§ **Prompt**:
Reproduce each line of the listing exactly.

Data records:
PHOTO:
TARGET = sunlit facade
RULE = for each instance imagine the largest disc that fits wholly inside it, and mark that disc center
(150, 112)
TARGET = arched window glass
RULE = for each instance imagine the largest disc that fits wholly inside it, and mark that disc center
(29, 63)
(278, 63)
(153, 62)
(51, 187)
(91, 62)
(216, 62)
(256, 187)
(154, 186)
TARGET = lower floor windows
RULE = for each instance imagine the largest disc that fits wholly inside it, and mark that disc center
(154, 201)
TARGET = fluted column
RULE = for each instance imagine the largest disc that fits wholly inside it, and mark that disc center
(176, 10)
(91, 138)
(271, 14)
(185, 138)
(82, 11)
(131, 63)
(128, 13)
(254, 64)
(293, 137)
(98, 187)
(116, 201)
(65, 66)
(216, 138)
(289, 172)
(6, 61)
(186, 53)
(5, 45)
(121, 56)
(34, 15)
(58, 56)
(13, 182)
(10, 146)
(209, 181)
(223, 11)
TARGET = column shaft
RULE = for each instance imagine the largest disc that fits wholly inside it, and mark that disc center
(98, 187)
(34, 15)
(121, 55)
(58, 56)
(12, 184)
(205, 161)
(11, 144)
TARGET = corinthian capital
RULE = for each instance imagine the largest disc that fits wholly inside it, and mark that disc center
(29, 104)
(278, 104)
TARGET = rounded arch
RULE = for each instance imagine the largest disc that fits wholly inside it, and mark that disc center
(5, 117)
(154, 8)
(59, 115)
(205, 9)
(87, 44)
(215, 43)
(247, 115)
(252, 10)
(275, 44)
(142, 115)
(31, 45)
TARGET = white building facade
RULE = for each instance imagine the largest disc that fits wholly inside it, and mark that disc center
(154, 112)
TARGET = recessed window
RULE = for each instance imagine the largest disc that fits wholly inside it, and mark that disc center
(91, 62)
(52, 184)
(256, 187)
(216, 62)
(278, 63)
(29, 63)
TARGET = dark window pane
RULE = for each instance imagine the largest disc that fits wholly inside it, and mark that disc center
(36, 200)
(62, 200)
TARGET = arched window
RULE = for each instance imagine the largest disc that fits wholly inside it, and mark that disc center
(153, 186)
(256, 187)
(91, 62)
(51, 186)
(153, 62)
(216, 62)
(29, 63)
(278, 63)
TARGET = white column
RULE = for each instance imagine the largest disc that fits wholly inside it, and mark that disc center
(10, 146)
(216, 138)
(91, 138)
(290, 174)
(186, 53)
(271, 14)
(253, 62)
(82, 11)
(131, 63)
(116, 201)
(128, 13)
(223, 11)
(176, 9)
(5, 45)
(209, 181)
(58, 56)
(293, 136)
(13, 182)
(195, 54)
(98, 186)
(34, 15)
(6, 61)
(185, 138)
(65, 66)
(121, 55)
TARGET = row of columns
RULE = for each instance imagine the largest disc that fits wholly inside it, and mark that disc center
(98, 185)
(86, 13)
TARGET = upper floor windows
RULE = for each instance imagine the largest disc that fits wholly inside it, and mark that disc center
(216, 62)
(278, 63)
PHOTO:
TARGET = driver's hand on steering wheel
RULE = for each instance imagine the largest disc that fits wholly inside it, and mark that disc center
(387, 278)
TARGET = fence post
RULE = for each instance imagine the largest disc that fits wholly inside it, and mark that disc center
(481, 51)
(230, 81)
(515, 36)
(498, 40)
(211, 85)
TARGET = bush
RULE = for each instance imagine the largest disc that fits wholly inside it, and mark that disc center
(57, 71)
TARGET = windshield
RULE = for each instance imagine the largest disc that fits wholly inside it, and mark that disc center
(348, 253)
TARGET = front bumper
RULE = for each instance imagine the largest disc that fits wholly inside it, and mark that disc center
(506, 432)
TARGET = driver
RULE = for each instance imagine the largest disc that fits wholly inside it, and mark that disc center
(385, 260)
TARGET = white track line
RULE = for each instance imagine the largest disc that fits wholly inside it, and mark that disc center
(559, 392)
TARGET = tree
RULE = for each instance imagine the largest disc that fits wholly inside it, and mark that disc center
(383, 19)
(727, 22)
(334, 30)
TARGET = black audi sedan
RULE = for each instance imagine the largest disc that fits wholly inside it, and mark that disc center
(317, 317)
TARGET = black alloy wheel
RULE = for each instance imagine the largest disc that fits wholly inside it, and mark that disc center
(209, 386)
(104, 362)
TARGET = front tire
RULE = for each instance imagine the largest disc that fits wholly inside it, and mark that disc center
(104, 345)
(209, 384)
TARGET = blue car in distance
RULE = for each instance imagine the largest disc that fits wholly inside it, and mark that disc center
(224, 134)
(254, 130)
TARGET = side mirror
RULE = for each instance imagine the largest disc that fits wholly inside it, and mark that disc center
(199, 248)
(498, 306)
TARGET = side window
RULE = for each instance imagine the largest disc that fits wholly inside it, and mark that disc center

§ **The reply**:
PHOTO:
TARGET = sunlit facade
RULE = for each instance imagine the largest disc that fits wholly inside it, and mark that disc center
(150, 112)
TARGET = arched window glass
RULE = for each instance imagine the largest disc that fits wholly inside it, and mark that disc center
(29, 63)
(278, 63)
(153, 62)
(51, 187)
(91, 62)
(216, 62)
(256, 187)
(154, 186)
TARGET = lower floor windows
RULE = for each instance imagine the largest disc that fits wholly inside it, and mark that disc center
(154, 201)
TARGET = fluted column
RULE = for each instance imagine the largest disc that fits wholly inside it, and mark that disc center
(176, 10)
(91, 138)
(271, 14)
(185, 138)
(82, 11)
(131, 63)
(128, 13)
(254, 64)
(293, 137)
(98, 187)
(116, 201)
(65, 66)
(216, 138)
(289, 172)
(6, 61)
(186, 53)
(5, 45)
(121, 56)
(34, 15)
(58, 56)
(13, 182)
(10, 146)
(209, 181)
(223, 11)
TARGET = column shaft
RULE = for each instance imagine the largest disc that fits wholly inside it, and mark that disc center
(98, 187)
(34, 15)
(121, 55)
(58, 56)
(12, 184)
(205, 161)
(11, 144)
TARGET = corinthian capital
RULE = for each instance imagine the largest disc that fits wholly inside it, and mark that disc center
(29, 104)
(278, 104)
TARGET = rounded arch
RULE = for each instance imagine the largest disc that fits wholly inside it, and mark that disc center
(5, 117)
(154, 8)
(59, 115)
(205, 9)
(87, 44)
(215, 43)
(247, 115)
(252, 10)
(275, 44)
(142, 115)
(31, 45)
TARGET = white building facade
RULE = for each instance imagine the largest disc that fits wholly inside it, and mark that disc center
(154, 112)
TARGET = recessed window
RULE = for each instance imagine the largest disc that fits wholly inside it, and mark that disc center
(91, 62)
(52, 184)
(256, 187)
(216, 62)
(278, 63)
(29, 63)
TARGET = dark window pane
RULE = for each instance imagine the largest disc that fits wholly inside it, and mark that disc center
(36, 200)
(62, 200)
TARGET = arched window
RULE = for each instance imagine the largest disc that fits wholly inside it, and mark that disc center
(153, 186)
(256, 187)
(91, 62)
(51, 186)
(153, 62)
(216, 62)
(29, 63)
(278, 63)
TARGET = white column
RULE = for each instance imagine the largest disc that fits wholly inside it, and mark that disc center
(10, 146)
(216, 138)
(91, 138)
(290, 174)
(186, 53)
(271, 14)
(253, 62)
(82, 11)
(131, 63)
(116, 201)
(128, 13)
(223, 11)
(176, 9)
(5, 45)
(209, 181)
(58, 56)
(293, 136)
(13, 182)
(195, 54)
(98, 186)
(34, 15)
(6, 61)
(185, 138)
(65, 66)
(121, 55)
TARGET = row of columns
RULE = for each instance imagine the largest disc that fits wholly inside it, and mark that disc center
(98, 185)
(86, 13)
TARGET = upper floor windows
RULE = for each instance imagine the largest disc that fits wholly inside it, and mark that disc center
(216, 62)
(278, 63)
PHOTO:
TARGET = driver's hand on steering wheel
RULE = for each instance imagine the largest disc that fits wholly inside it, and mark that disc center
(387, 278)
TARGET = fence post
RULE = for each instance imagine the largest disc that fits wholly inside it, and mark that disc center
(481, 51)
(230, 81)
(515, 36)
(498, 40)
(211, 85)
TARGET = bush
RULE = for each instance imagine the largest disc that fits wholly inside it, and mark that disc center
(57, 71)
TARGET = windshield
RULE = for each instance imagine the largest disc that fits wholly inside it, and mark that disc center
(348, 253)
TARGET = front bumper
RULE = for each instance imagine the largest disc that fits wholly inside it, and mark that disc center
(506, 432)
TARGET = driver
RULE = for each instance imagine the largest disc that fits wholly inside it, and mark that disc center
(385, 260)
TARGET = white track line
RULE = for each instance imagine the largest disc that fits wholly inside it, and mark that disc center
(559, 392)
TARGET = tree
RULE = for each instance imagine the largest disc that fits wholly inside it, and mark that disc center
(383, 19)
(727, 22)
(334, 30)
TARGET = black audi sedan
RULE = for each instance imagine the largest disc that fits wholly inside it, and mark that disc center
(317, 317)
TARGET = black alloy wheel
RULE = for each instance imagine the largest disc that fits wholly inside it, and mark that disc center
(209, 386)
(104, 362)
TARGET = front tire
RULE = for each instance imagine the largest disc that fits wholly inside it, and mark that disc center
(104, 345)
(209, 384)
TARGET = blue car in distance
RULE = for each instance imagine the largest disc that fits wholly inside it, and mark that disc center
(224, 134)
(254, 130)
TARGET = side mirror
RULE = for each instance imagine the largest disc that fits wholly inside it, and mark that disc center
(199, 248)
(498, 306)
TARGET = side window
RULE = for each instance imagine the largest disc that fits wholly inside it, and mark that disc center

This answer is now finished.